◆ Challenge ◆
Identify each line of the records that contains the word "gray", and copy those lines.

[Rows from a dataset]

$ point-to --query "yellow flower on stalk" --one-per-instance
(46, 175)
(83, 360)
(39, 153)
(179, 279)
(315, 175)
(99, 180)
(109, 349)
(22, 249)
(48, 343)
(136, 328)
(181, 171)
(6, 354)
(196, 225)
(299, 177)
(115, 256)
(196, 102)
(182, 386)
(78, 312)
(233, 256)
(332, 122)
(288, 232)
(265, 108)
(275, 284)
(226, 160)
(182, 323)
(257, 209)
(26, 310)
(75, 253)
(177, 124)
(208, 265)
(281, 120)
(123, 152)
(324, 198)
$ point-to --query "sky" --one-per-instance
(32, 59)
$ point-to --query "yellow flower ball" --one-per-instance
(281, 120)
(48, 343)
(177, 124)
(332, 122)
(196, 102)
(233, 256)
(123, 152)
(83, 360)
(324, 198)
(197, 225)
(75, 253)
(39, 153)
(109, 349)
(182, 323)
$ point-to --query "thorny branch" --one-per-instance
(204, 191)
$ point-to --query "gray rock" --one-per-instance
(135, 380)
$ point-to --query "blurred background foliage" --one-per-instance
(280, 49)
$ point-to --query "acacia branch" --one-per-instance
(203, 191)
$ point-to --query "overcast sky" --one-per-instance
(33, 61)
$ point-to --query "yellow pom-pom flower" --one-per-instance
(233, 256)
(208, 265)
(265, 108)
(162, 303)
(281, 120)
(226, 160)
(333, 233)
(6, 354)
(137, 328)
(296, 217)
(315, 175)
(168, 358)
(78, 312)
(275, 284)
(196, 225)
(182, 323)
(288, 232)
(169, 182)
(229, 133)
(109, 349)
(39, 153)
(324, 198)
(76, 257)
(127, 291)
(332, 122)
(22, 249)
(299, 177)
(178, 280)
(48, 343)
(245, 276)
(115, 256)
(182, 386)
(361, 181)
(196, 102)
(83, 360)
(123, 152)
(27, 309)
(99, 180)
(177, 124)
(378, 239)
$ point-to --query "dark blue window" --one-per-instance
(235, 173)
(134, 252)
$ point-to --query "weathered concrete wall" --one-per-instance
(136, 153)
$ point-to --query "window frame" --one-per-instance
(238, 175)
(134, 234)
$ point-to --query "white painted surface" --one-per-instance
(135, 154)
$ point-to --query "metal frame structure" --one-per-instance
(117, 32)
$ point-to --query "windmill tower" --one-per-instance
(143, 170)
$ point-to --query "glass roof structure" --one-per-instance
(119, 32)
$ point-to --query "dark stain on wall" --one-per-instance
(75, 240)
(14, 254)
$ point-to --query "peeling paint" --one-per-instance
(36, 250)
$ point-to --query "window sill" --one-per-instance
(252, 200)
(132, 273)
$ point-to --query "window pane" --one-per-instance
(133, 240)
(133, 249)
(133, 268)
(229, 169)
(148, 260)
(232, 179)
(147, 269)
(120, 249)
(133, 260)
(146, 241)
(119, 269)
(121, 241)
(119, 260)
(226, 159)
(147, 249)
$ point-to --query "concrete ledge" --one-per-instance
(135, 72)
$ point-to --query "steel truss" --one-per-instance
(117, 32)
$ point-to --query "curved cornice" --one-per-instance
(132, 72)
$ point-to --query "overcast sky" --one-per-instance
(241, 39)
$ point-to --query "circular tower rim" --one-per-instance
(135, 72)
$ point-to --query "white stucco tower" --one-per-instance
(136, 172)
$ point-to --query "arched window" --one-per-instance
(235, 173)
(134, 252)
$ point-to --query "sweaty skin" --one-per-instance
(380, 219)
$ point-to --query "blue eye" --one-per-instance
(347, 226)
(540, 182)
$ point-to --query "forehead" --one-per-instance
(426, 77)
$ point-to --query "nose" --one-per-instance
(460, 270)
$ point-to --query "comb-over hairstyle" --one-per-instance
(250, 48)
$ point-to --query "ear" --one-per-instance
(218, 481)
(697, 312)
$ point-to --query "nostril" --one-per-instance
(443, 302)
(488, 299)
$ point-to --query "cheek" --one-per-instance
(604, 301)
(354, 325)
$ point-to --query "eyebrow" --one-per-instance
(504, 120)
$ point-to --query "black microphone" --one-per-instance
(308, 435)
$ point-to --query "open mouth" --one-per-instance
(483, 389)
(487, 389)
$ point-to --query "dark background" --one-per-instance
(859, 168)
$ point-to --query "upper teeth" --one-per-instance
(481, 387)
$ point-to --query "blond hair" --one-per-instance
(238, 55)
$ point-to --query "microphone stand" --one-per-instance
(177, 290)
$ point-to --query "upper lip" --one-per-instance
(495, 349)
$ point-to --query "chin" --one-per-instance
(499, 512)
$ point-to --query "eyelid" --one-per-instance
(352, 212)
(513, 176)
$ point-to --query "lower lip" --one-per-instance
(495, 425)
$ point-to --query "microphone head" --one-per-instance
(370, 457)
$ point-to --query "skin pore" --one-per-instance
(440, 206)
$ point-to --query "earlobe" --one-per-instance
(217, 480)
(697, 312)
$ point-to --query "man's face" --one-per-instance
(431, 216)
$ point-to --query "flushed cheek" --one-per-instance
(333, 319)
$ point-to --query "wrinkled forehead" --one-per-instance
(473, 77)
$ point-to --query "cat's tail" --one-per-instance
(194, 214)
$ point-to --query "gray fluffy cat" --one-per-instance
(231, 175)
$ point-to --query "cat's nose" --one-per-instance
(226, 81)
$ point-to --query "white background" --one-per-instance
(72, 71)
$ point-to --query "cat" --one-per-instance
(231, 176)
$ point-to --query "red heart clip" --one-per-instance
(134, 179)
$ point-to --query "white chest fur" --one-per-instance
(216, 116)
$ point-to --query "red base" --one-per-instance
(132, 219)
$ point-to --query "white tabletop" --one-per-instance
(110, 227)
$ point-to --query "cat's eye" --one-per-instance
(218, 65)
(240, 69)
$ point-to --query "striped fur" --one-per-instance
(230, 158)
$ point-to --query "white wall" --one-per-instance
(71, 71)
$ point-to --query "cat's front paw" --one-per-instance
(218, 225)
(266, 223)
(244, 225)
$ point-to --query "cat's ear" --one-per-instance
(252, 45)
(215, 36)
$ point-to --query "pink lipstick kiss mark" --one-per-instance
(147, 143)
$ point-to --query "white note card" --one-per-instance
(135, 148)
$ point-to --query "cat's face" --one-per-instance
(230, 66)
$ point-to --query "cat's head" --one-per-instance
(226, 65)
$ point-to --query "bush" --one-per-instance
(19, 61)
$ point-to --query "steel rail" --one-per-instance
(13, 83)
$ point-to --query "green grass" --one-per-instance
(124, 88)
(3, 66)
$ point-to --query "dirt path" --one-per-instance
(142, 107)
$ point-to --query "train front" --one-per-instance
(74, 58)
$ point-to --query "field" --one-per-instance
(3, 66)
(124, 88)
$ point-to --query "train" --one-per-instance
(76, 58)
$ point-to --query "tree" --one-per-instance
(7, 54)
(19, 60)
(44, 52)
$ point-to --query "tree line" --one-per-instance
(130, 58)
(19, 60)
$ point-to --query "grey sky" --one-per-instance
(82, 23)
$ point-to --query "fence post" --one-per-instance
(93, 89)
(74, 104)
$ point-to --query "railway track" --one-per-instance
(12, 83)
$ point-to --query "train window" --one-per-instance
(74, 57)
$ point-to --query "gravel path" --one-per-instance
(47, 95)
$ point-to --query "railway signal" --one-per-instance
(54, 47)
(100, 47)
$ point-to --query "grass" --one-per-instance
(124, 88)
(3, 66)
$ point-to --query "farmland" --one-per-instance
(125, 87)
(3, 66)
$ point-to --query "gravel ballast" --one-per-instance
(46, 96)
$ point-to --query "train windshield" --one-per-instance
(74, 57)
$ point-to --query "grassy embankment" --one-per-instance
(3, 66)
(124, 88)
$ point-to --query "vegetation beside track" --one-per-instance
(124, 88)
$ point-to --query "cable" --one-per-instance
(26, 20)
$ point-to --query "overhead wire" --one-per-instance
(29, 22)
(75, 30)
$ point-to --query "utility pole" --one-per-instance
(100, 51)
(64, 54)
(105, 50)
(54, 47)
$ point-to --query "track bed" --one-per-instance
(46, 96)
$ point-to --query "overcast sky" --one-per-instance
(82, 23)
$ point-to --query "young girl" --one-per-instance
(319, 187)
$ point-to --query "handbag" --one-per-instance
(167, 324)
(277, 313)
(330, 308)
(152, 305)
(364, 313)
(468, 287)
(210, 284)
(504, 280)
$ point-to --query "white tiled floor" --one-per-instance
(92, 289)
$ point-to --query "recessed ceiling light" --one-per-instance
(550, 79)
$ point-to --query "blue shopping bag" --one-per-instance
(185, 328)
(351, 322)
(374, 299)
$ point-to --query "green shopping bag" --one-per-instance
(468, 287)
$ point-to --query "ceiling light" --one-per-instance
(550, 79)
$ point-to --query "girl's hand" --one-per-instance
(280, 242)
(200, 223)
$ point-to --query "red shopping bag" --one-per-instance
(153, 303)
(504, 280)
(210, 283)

◆ Solution ◆
$ point-to --query "gray rock" --one-per-instance
$ point-to --query "gray fluffy cat" --one-per-instance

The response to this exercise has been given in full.